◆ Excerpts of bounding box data
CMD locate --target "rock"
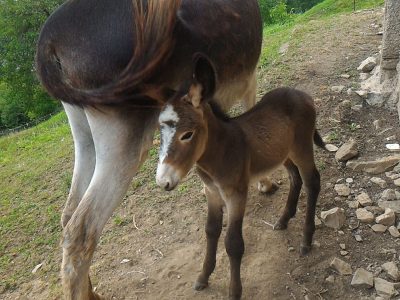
[374,278,397,299]
[356,192,373,207]
[331,85,345,94]
[385,172,400,180]
[356,208,375,223]
[314,216,322,227]
[32,263,43,274]
[279,43,289,55]
[321,207,346,229]
[330,257,353,275]
[335,139,358,161]
[365,206,385,215]
[325,144,339,152]
[360,73,370,81]
[354,234,362,243]
[382,261,400,281]
[389,226,400,238]
[375,208,396,226]
[351,268,374,289]
[325,275,335,283]
[378,200,400,214]
[370,177,387,188]
[366,91,385,107]
[381,189,396,201]
[346,155,400,175]
[357,56,376,73]
[355,90,368,98]
[334,183,351,197]
[371,224,387,233]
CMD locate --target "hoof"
[89,292,105,300]
[257,182,279,195]
[300,245,311,256]
[273,221,287,230]
[193,281,208,291]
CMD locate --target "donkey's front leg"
[61,107,158,300]
[225,191,247,300]
[194,186,223,291]
[61,103,96,228]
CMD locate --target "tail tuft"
[314,130,326,150]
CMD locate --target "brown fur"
[36,0,261,106]
[158,59,323,299]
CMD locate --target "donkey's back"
[236,88,318,178]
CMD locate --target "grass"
[0,113,73,291]
[0,0,383,298]
[260,0,384,70]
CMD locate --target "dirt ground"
[6,9,400,300]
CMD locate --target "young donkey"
[157,54,324,299]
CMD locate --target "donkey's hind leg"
[61,107,158,300]
[293,147,321,255]
[274,159,303,230]
[61,103,96,228]
[242,72,278,194]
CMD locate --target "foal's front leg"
[194,186,223,291]
[225,190,247,300]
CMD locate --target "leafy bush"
[0,0,63,129]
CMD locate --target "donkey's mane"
[208,100,231,122]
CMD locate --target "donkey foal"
[156,55,324,299]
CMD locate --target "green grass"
[0,113,73,292]
[260,0,384,69]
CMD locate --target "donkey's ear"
[189,53,216,107]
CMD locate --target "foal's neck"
[197,107,246,175]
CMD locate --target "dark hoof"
[274,221,287,230]
[300,245,311,256]
[257,182,279,195]
[193,281,208,291]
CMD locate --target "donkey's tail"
[314,130,326,150]
[36,0,181,106]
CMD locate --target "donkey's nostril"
[164,182,169,191]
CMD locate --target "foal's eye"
[180,131,194,142]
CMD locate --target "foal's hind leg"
[274,159,303,230]
[293,148,321,255]
[61,107,158,300]
[61,103,96,228]
[242,72,278,194]
[299,161,321,255]
[194,186,223,291]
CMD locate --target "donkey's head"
[156,54,216,191]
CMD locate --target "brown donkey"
[157,55,324,299]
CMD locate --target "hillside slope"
[0,0,398,299]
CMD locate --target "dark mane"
[208,100,231,122]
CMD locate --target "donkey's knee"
[225,220,244,300]
[257,177,279,194]
[61,211,100,300]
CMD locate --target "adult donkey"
[37,0,262,299]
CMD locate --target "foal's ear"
[188,53,216,107]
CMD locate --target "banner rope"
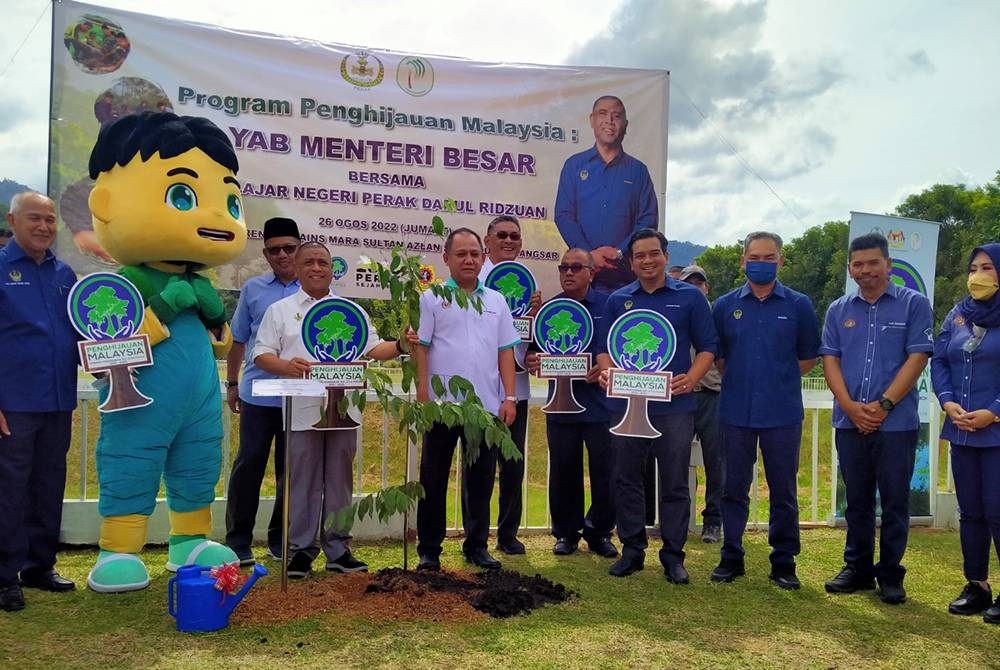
[0,0,52,79]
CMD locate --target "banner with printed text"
[49,0,669,297]
[837,212,940,517]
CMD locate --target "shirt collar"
[739,280,785,300]
[3,237,56,263]
[851,280,902,304]
[444,277,486,293]
[587,142,632,165]
[625,275,684,294]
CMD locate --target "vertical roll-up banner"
[50,0,669,297]
[835,212,940,518]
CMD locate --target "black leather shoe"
[708,560,747,583]
[417,556,441,572]
[663,563,691,584]
[878,582,906,605]
[465,549,500,570]
[21,570,76,593]
[948,582,993,616]
[983,596,1000,623]
[497,537,525,556]
[587,535,618,558]
[608,556,644,577]
[823,565,875,593]
[552,537,580,556]
[767,568,802,591]
[0,584,24,612]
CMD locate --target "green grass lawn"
[0,529,1000,670]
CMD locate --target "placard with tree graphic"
[534,298,594,414]
[66,272,153,412]
[608,309,677,438]
[483,261,538,342]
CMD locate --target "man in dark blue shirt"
[597,228,718,584]
[711,232,819,589]
[0,192,78,611]
[820,233,934,604]
[526,249,618,558]
[555,95,659,291]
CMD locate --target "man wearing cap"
[226,217,300,565]
[679,265,726,543]
[0,191,77,612]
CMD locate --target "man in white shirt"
[253,242,401,579]
[414,228,521,570]
[476,215,542,555]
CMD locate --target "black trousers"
[497,400,528,543]
[417,423,497,558]
[545,417,615,541]
[226,402,285,556]
[0,412,73,588]
[611,412,694,566]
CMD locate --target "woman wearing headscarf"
[931,243,1000,624]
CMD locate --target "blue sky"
[0,0,1000,244]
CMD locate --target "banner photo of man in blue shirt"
[555,95,659,293]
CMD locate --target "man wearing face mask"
[820,233,934,605]
[711,232,820,589]
[478,215,542,555]
[931,242,1000,624]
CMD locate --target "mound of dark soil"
[365,568,576,619]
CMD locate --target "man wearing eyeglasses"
[476,216,542,555]
[226,217,300,565]
[527,249,618,558]
[555,95,659,293]
[820,233,934,605]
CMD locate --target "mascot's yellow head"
[89,112,247,272]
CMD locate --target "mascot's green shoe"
[87,549,149,593]
[167,537,240,572]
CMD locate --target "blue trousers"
[611,412,694,567]
[417,423,497,558]
[0,412,73,588]
[951,443,1000,581]
[835,428,917,584]
[719,423,802,569]
[694,389,726,526]
[546,417,615,541]
[226,402,285,556]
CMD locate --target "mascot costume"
[87,112,246,593]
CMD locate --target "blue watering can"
[167,565,267,633]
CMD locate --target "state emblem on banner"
[340,51,385,88]
[396,56,434,98]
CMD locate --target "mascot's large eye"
[226,194,243,220]
[166,184,198,212]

◆ Stated problem
Find every line in the data above that contains the string "grass". Copy each of those lines in full.

◆ Finished answer
CMD locate --target "grass"
CMD locate --target "green grass"
CMD locate --target "green grass lawn"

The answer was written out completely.